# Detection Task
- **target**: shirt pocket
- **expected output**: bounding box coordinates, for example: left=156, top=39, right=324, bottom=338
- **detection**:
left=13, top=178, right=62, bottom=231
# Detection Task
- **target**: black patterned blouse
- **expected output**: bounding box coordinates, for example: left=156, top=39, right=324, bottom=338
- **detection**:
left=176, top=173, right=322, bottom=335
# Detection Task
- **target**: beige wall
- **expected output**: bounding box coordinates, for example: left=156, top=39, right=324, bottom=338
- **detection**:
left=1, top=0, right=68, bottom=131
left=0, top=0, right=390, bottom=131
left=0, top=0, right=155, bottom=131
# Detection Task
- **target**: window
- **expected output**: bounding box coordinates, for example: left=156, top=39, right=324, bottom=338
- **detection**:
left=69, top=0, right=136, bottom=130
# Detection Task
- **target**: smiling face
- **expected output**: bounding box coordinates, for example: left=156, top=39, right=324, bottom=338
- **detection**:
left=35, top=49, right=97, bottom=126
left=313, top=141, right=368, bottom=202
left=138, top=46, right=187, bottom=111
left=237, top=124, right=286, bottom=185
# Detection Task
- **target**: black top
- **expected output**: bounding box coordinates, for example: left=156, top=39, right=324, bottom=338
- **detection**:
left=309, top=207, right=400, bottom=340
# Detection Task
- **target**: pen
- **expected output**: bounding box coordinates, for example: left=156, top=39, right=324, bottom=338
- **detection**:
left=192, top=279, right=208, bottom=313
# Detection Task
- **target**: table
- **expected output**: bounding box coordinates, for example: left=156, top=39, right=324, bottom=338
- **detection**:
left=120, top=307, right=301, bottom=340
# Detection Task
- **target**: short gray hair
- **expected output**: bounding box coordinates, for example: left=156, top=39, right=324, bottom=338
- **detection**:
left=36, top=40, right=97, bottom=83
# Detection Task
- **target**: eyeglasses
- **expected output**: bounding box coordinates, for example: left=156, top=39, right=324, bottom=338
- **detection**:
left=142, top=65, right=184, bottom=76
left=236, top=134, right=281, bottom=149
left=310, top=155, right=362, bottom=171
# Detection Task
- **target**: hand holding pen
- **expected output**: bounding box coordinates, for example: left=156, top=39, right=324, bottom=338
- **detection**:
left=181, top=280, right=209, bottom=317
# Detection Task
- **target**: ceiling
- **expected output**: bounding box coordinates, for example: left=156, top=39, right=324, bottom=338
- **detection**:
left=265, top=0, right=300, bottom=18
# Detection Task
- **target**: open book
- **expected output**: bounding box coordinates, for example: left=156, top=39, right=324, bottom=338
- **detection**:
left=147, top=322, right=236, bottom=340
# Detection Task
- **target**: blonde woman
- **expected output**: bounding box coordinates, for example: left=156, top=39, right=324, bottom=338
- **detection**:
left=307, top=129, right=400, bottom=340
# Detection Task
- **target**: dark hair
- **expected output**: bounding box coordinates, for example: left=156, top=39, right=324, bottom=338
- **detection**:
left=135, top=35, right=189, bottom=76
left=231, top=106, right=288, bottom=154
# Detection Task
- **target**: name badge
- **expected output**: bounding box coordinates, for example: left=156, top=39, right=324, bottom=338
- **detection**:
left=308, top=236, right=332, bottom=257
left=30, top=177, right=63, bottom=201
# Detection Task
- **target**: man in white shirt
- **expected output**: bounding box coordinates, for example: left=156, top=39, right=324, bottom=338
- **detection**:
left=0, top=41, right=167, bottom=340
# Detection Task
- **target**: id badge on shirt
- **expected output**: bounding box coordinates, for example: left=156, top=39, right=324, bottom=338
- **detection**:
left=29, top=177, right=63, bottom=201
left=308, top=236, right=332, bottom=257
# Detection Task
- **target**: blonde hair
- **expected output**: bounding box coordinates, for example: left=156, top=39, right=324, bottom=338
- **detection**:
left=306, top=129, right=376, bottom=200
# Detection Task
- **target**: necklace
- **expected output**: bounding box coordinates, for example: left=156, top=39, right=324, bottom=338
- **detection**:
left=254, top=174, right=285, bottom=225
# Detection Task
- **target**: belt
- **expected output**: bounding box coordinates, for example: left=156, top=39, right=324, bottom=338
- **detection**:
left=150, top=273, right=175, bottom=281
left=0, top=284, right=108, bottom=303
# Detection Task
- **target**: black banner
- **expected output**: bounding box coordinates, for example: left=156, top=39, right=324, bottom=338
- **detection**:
-*-
» **DIRECTIONS**
Take the entries above and copy them out exactly.

» **THE OUTPUT**
# Detection Task
- **target**: shirt pocket
- **expected output**: bounding box coordinates, for example: left=156, top=39, right=324, bottom=338
- **detection**:
left=13, top=178, right=62, bottom=231
# Detection Task
- **target**: black patterned blouse
- **expected output**: bounding box coordinates, for example: left=156, top=39, right=324, bottom=338
- **detection**:
left=176, top=173, right=322, bottom=335
# Detection Task
- **target**: beige wall
- **expected output**: bounding box coordinates, for example: left=156, top=39, right=324, bottom=338
- **detection**:
left=1, top=0, right=68, bottom=131
left=0, top=0, right=390, bottom=131
left=0, top=0, right=155, bottom=131
# Detection Task
- **target**: window
- **expected output**: bounding box coordinates, for example: left=156, top=39, right=324, bottom=338
- **detection**:
left=69, top=0, right=136, bottom=130
# Detection Task
- **target**: smiling face
- **expected output**: bounding box coordinates, for example: left=156, top=39, right=324, bottom=338
- **detection**:
left=35, top=49, right=97, bottom=126
left=313, top=141, right=368, bottom=202
left=138, top=46, right=187, bottom=111
left=237, top=124, right=286, bottom=185
# Detection Task
- **target**: black top
- **expected output**: bounding box coordinates, for example: left=156, top=39, right=324, bottom=338
- **detection**:
left=309, top=207, right=400, bottom=340
# Detection Task
- **target**: pen
- **expected output**: bounding box coordinates, for example: left=156, top=39, right=324, bottom=338
- **detection**:
left=192, top=279, right=208, bottom=313
# Detection Task
- **target**: table
- **expected output**: bounding box coordinates, for example: left=156, top=39, right=324, bottom=338
- **detection**:
left=120, top=307, right=301, bottom=340
# Detection Task
- **target**: short gray hair
- **expected output**: bounding box coordinates, for example: left=156, top=39, right=324, bottom=338
- **detection**:
left=36, top=40, right=97, bottom=83
# Detection Task
- **target**: eyeglasses
- **expected output**: bounding box coordinates, for example: left=156, top=39, right=324, bottom=338
- **detection**:
left=142, top=65, right=184, bottom=76
left=236, top=134, right=281, bottom=149
left=310, top=155, right=362, bottom=171
# Detection Task
- **target**: hand holding pen
- **expected output**: bounding box coordinates, for example: left=156, top=39, right=324, bottom=338
- **detection**:
left=181, top=280, right=209, bottom=317
# Detection Task
- **target**: ceiling
- **expected output**: bounding box coordinates, for example: left=156, top=39, right=324, bottom=338
- **detection**:
left=265, top=0, right=300, bottom=18
# Detection Task
- **target**: open book
- **expected output**: bounding box coordinates, for example: left=156, top=39, right=324, bottom=338
- **detection**:
left=147, top=322, right=236, bottom=340
# Detection Task
- **target**: blonde woman
- **expected output**: bounding box coordinates, for example: left=156, top=39, right=324, bottom=338
- **detection**:
left=307, top=129, right=400, bottom=340
# Detection Task
- **target**: dark hair
- **expected output**: bounding box coordinates, for example: left=156, top=39, right=324, bottom=338
- **detection**:
left=135, top=35, right=189, bottom=76
left=231, top=106, right=288, bottom=154
# Detection Task
- **target**: name badge
- **expected output**: bounding box coordinates, for example: left=156, top=39, right=324, bottom=338
- **detection**:
left=308, top=236, right=332, bottom=257
left=30, top=177, right=63, bottom=201
# Detection Task
- **target**: man in white shirt
- **expected output**: bounding box coordinates, for example: left=156, top=39, right=324, bottom=338
- **detection**:
left=0, top=41, right=167, bottom=340
# Detection Task
- **target**: id badge on shirt
- **expected output**: bounding box coordinates, for example: left=156, top=39, right=324, bottom=338
- **detection**:
left=29, top=177, right=63, bottom=201
left=308, top=236, right=332, bottom=257
# Detection Task
- **target**: blonde hair
- **expected output**: bounding box coordinates, for example: left=156, top=39, right=324, bottom=338
- **detection**:
left=306, top=129, right=376, bottom=200
# Detection Task
- **target**: necklace
- **expected output**: bounding box coordinates, for example: left=156, top=39, right=324, bottom=338
- **detection**:
left=254, top=174, right=285, bottom=225
# Detection Task
- **target**: belt
- **expected output**: bounding box coordinates, for example: left=156, top=39, right=324, bottom=338
- **detection**:
left=150, top=273, right=175, bottom=281
left=0, top=284, right=108, bottom=303
# Detection Task
- **target**: black banner
- **expected output**: bounding box coordinates, for example: left=156, top=39, right=324, bottom=338
- **detection**:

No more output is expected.